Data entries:
-- BEGIN --

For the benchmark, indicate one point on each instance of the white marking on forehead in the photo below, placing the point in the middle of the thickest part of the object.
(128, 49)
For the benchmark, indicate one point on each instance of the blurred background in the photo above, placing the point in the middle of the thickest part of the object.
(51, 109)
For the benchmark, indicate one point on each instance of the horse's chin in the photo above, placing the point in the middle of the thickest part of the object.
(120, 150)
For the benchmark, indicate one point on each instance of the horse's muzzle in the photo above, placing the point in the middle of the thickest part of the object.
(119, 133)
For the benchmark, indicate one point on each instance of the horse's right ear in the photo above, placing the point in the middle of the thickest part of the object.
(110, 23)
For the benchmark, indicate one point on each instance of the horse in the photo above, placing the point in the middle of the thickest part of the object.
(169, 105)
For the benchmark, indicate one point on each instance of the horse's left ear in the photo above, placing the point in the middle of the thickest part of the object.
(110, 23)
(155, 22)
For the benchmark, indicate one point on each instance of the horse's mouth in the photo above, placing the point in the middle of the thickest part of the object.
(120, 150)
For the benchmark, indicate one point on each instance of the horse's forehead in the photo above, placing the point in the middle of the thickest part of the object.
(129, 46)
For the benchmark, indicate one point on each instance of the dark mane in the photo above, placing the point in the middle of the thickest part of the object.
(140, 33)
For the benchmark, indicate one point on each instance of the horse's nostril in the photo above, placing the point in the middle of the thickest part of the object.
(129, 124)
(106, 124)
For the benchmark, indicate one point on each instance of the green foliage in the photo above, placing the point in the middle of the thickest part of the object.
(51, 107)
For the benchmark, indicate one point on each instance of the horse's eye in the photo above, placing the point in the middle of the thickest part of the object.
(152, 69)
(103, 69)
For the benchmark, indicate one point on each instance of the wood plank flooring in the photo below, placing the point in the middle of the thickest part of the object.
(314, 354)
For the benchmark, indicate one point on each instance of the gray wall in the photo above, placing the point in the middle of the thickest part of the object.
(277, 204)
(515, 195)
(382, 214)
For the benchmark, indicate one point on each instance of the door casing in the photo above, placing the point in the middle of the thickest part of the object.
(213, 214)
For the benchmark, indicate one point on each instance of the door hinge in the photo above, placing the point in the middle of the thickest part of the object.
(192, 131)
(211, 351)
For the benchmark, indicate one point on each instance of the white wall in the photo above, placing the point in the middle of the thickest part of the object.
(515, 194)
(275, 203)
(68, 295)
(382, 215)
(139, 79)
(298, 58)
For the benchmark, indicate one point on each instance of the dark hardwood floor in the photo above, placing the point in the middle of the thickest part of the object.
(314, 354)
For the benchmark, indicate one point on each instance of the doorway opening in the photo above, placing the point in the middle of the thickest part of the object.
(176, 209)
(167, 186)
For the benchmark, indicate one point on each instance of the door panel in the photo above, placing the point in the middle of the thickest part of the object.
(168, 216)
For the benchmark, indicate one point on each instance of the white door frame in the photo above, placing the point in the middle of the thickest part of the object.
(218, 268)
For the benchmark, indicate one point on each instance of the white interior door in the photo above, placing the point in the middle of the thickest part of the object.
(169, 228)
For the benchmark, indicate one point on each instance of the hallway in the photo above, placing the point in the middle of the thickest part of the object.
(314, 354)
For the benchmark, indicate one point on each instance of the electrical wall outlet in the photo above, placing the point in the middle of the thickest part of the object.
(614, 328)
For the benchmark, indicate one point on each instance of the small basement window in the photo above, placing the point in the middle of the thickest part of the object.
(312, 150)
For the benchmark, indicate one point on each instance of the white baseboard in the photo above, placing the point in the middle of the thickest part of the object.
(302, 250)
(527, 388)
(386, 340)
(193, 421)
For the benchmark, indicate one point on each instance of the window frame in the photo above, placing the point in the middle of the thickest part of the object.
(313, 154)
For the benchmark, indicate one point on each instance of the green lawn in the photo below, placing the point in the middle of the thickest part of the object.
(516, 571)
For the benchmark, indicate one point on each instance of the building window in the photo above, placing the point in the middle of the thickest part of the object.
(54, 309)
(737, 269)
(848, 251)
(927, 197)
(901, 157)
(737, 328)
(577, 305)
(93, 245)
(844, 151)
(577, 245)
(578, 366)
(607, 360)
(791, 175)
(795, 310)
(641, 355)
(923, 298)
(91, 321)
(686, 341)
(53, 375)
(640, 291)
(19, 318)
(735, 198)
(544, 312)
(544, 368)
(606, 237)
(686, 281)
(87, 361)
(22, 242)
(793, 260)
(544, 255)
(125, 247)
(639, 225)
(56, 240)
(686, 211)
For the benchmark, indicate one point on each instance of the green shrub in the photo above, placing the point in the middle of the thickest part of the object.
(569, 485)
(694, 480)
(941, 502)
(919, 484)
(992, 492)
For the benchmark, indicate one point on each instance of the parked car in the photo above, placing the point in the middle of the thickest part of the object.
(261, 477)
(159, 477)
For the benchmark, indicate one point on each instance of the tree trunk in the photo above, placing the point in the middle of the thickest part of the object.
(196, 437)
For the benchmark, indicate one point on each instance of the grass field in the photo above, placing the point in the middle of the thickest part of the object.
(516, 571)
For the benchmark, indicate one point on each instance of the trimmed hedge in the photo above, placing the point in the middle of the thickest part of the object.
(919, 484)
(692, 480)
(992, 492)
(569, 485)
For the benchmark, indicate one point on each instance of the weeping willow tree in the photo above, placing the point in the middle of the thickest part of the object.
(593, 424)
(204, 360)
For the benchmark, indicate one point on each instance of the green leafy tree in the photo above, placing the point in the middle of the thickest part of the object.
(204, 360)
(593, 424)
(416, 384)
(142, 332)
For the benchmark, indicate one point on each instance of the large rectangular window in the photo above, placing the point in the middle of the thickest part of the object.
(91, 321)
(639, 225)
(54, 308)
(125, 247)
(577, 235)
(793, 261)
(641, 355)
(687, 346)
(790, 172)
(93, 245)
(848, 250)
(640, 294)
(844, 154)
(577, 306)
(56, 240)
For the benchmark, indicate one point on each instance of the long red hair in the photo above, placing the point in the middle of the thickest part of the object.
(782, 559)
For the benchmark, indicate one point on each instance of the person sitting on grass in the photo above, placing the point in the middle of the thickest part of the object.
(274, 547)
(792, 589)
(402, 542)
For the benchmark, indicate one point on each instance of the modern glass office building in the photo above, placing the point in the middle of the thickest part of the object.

-- END --

Task prompt:
Copy out the full set of records precisely, leaving nothing out.

Task output:
For the benchmark, indicate one point on each instance of the white marking on forehead in the photo below, placing the point in the middle of the thickest part of the object.
(128, 49)
For the benchmark, indicate one point on each instance of the blurred background in the photo above, placing the point in the middle of the thickest part of the object.
(51, 109)
For the benchmark, indicate one point on each instance of the horse's chin in the photo above, placing the point in the middle of the thickest part of the object.
(120, 150)
For the benchmark, indicate one point on each instance of the horse's muzzle in the photo above, placing the point in the middle of the thickest part of the object.
(119, 133)
For the benchmark, indicate one point on each instance of the horse's right ear in the photo above, placing the point in the middle of the thickest part of the object.
(110, 23)
For the benchmark, indicate one point on each instance of the horse in the photo above, placing the point in the middle of the thickest part of the object.
(169, 105)
For the benchmark, indicate one point on each instance of the horse's left ear in the photo above, placing the point in the middle of the thickest part of the object.
(110, 23)
(155, 22)
For the benchmark, indicate one point on each instance of the horse's mouth in the photo above, placing the point in the middle of the thickest part of the object.
(120, 150)
For the benchmark, indicate one point on each instance of the horse's forehead in the photo above, placing the point in the middle of the thickest part of the object.
(129, 46)
For the benchmark, indicate one point on each instance of the dark mane in the photo above, placing the point in the middle of the thickest part of the object.
(140, 33)
For the benchmark, indicate one point on each instance of the horse's nostril in the photo above, placing the point in the middle of the thickest part of the object.
(129, 124)
(106, 124)
For the benchmark, indicate one point on each instance of the green foliage in the photo above, placing the point in the middle of the thickest part of the object.
(51, 107)
For the benchmark, indicate one point on each instance of the horse's eye in the photo above, placing the point in the middle of the thickest part of the object.
(152, 69)
(103, 69)
For the benchmark, indicate one point on each instance of the wood plank flooring in the photo below, placing the point in the middle of the thickest part of the object.
(314, 354)
For the benchmark, indicate one point on each instance of the gray wall in the photo above, placing the point in the middle of the thickest part of the object.
(277, 204)
(515, 195)
(382, 214)
For the benchmark, indicate one point on each instance of the door casing in the photo above, placing the point in the middle of the thickest part of the object.
(213, 214)
For the benchmark, indicate one point on each instance of the door hinge in the photo above, placing the point in the middle of the thickest part of the object.
(192, 131)
(211, 351)
For the benchmark, indicate one point on each instance of the white wall in the photo above, placing the point in the middle of the thickest part of the object.
(515, 194)
(275, 203)
(68, 295)
(382, 215)
(139, 79)
(298, 58)
For the benchmark, indicate one point on each instance of the dark hardwood floor in the photo above, placing the point in the middle of the thickest part of the object.
(314, 354)
For the benchmark, indicate one point on each instance of the doorway opening in the photo above, placing the point in the middle of the thickest part of the object.
(176, 209)
(167, 186)
For the benchmark, indicate one point on each instance of the door panel in the photo above, placing the point in the middle of the thickest part of the object.
(168, 216)
For the benchmark, indicate one point on each instance of the white door frame in the photo above, placing the point in the middle of the thickest part of the object.
(218, 268)
For the benchmark, indicate one point on each instance of the white interior door in the photo above, placing the point in the middle of the thickest part of the object.
(169, 228)
For the benchmark, indicate one point on each instance of the hallway in the photo above, placing the point in the middle of the thickest part of the object.
(314, 354)
For the benchmark, indicate one point on each instance of the electrical wall outlet in the photo above, placing the point in the middle of the thickest part of the object.
(614, 328)
For the benchmark, indicate one point on each instance of the small basement window in the photo above, placing the point in the middle of the thickest part of the object.
(312, 150)
For the benchmark, indicate one point on each instance of the white baseboard in the photo above, placing the point in the middle of the thickest part of the object.
(302, 250)
(527, 388)
(386, 340)
(193, 421)
For the benchmark, indicate one point on each instance of the window frame in the photo above, placing the point in the middle of the thickest part of the object.
(313, 154)
For the benchmark, indicate one point on each instance of the green lawn in the photo below, placing the point in the middle of the thickest part of the object.
(516, 571)
For the benchmark, indicate one point on each instance of the building window in the photo above, placing the point in the middle of the thickest part of the object.
(54, 309)
(737, 269)
(848, 251)
(927, 197)
(901, 157)
(737, 328)
(577, 305)
(93, 245)
(844, 151)
(577, 245)
(578, 366)
(607, 360)
(791, 175)
(795, 310)
(641, 355)
(923, 298)
(91, 321)
(686, 341)
(53, 375)
(640, 291)
(19, 318)
(735, 198)
(544, 312)
(544, 368)
(606, 237)
(686, 281)
(87, 361)
(22, 242)
(793, 260)
(544, 255)
(125, 247)
(639, 225)
(56, 240)
(686, 211)
For the benchmark, indicate one point on each instance of the green shrub in the photo above, placing the point in the middle of the thickest part of the object.
(569, 485)
(694, 480)
(941, 502)
(919, 484)
(992, 492)
For the benchmark, indicate one point on each instance of the parked car in the photo above, placing the point in the middle of the thickest part of the object.
(261, 477)
(159, 477)
For the benchmark, indicate one point on each instance of the tree trunk in the photo above, placing the point in the middle of the thickest part of the object.
(196, 437)
For the benchmark, indicate one point on each instance of the grass field in the photo above, placing the point in the middle of the thickest part of the object.
(516, 571)
For the benchmark, indicate one point on each instance of the trimmed hedge in the photo above, placing the point in the middle of the thickest part of the object.
(919, 484)
(692, 480)
(992, 492)
(569, 485)
For the benchmark, indicate one point on each instance of the weeping willow tree in the photo above, placing the point in the middle of the thickest part of the object.
(593, 424)
(204, 360)
For the benchmark, indicate one point on each instance of the green leafy tree in the photo above, placing the point in the middle of the thickest part of the object.
(204, 360)
(593, 424)
(416, 384)
(142, 332)
For the benchmark, indicate one point on each instance of the large rectangular window in the photo above, placing the point in the middle of the thickest part of the object.
(91, 321)
(639, 225)
(54, 308)
(125, 247)
(577, 235)
(793, 261)
(641, 355)
(687, 346)
(790, 172)
(93, 245)
(848, 250)
(640, 294)
(844, 154)
(577, 306)
(56, 240)
For the benchmark, indicate one point on each instance of the long red hair in the photo above, placing the point in the middle of the thickest part of the object.
(782, 559)
For the benchmark, indicate one point on each instance of the person sitting on grass in the photo above, placing the point in the middle of the thickest part of the object.
(274, 547)
(792, 589)
(402, 542)
For the benchmark, indicate one point on each instance of the modern glass office building in the photo above, placing the point in the middle of the thickest part of the object.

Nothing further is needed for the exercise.